__DIRECTIVES__.
[1] Switch "supply security" to "energy security" and give the Nord Stream 2 passage between "The European Commission's" and "reduce transit through Ukraine.", inclusive.
[2] According to the Nord Stream 2 passage, in what year did the first Nord Stream pipeline come online?
[3] List every country the Nord Stream 2 passage names individually.

***** PASSAGE SHOWN *****

Neither the threat of US sanctions nor legal efforts by the European Commission have succeeded so far in derailing the 55 Bcm/year project. At this stage it looks like only Russian President Vladimir Putin has the power to stop it being built, and it's difficult to see what would persuade him to do that.
The European Commission's complaints are that Nord Stream 2 will concentrate too much Russian gas into one import route to Europe, and significantly reduce Russian gas transit through Ukraine. Russia disagrees on the supply security point and is very clear that it wants to reduce transit through Ukraine.
Related podcast: Russia mulls sending extra EU natural gas demand from 2020 via Ukraine
Its state-owned gas company Gazprom plans to build Nord Stream 2 across the Baltic Sea along a similar route to its 55 Bcm/year Nord Stream pipeline, which came online in 2011. Adding Nord Stream 2 would allow Russia to send up to 110 Bcm/year to Europe through the Baltic Sea route – around the same volume that it was sending through Ukraine in the early 2000s.
Volumes via Ukraine dropped in 2009, partly because of the global recession that cut overall European gas demand, and also because of a local contractual dispute with Russia that halted flows to Europe for around two weeks. This was the most serious gas supply crisis Europe has ever experienced, particularly for several Central and Eastern European countries, which at that time were mostly or entirely reliant on Russian gas.
Ukraine and Russia both blamed each other, while the EU tried to mediate and also started work on boosting its resilience to supply shocks. That included supporting Russia's first Nord Stream pipeline, as it diversified import routes and reduced the EU's dependence on transit through Ukraine.

***** GIVEN INFORMATION *****

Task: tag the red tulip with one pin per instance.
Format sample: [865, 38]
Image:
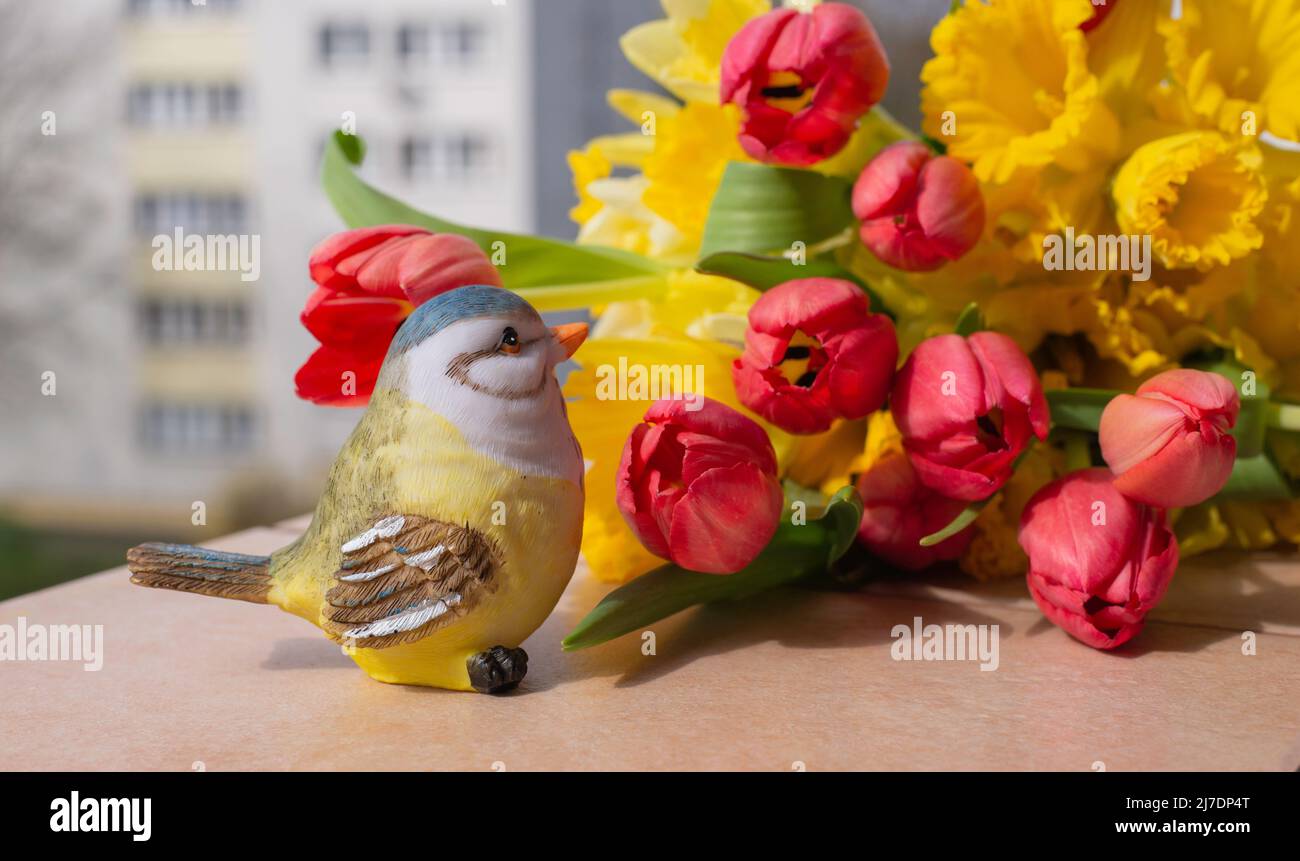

*****

__SOLUTIONS TO THE PROBLEMS__.
[1]
The European Commission's complaints are that Nord Stream 2 will concentrate too much Russian gas into one import route to Europe, and significantly reduce Russian gas transit through Ukraine. Russia disagrees on the energy security point and is very clear that it wants to reduce transit through Ukraine.

[2] 2011

[3] US, Russia, Ukraine